Stated problem. Pick out and copy every line in the entries below that contains the string "each". Case counts.

Exercise material.

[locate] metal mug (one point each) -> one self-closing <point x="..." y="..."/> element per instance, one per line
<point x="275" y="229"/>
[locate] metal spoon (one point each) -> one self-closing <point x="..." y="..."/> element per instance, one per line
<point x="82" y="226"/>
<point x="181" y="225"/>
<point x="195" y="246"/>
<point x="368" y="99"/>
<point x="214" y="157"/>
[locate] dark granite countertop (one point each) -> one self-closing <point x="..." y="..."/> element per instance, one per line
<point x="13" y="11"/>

==

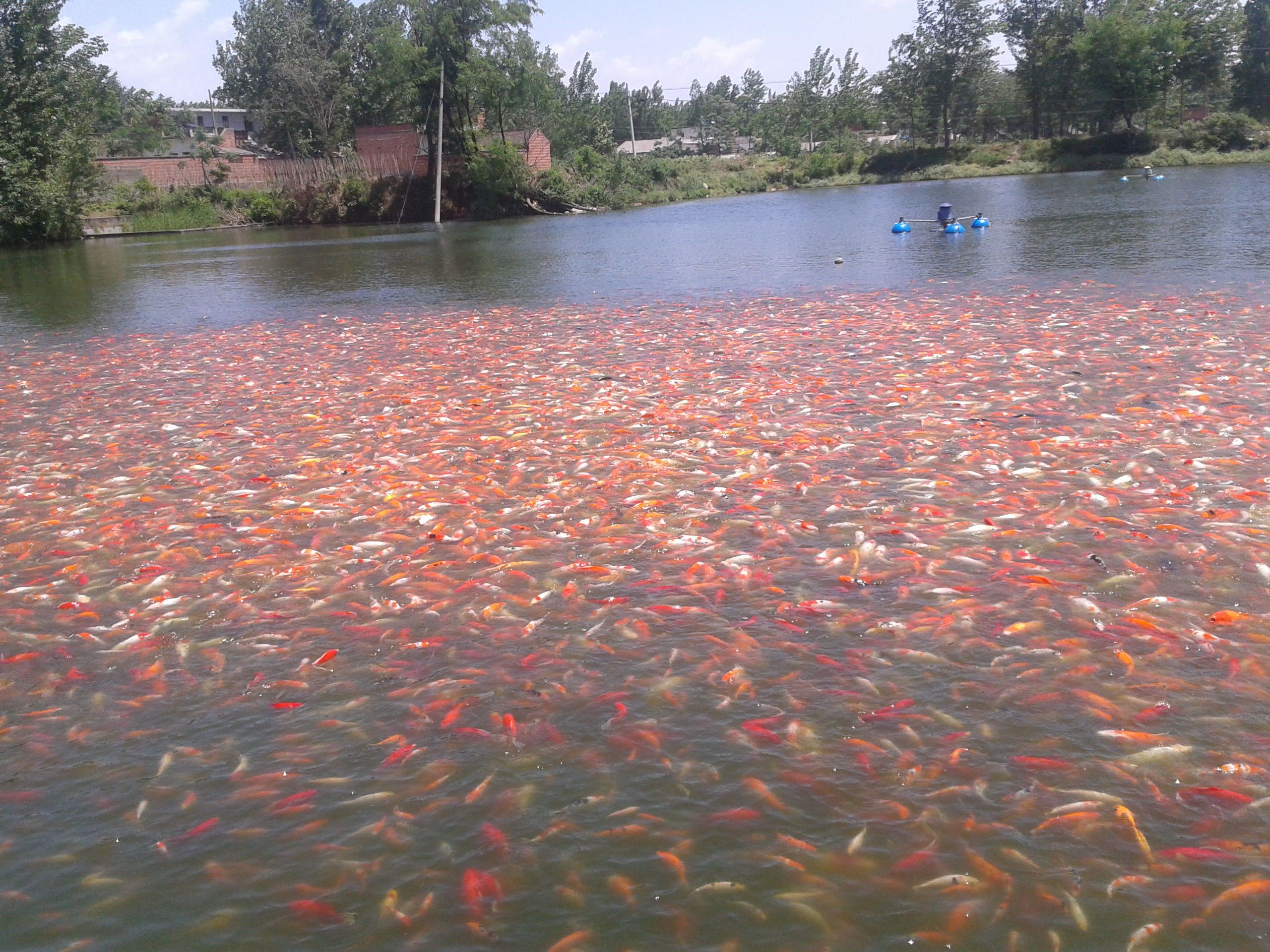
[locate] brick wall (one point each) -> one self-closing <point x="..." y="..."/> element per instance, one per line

Worked solution.
[locate] metal mug (one point each) -> one self-closing <point x="..." y="..."/> element per instance, one per line
[locate] metal spoon (one point each) -> one self-closing <point x="..." y="..."/> element per instance, one per line
[locate] dark granite countertop (one point each) -> one self-closing <point x="..." y="..."/> element per instance, one per line
[locate] brick wall (one point each) -> one self-closing <point x="..." y="..."/> element per instance, one per line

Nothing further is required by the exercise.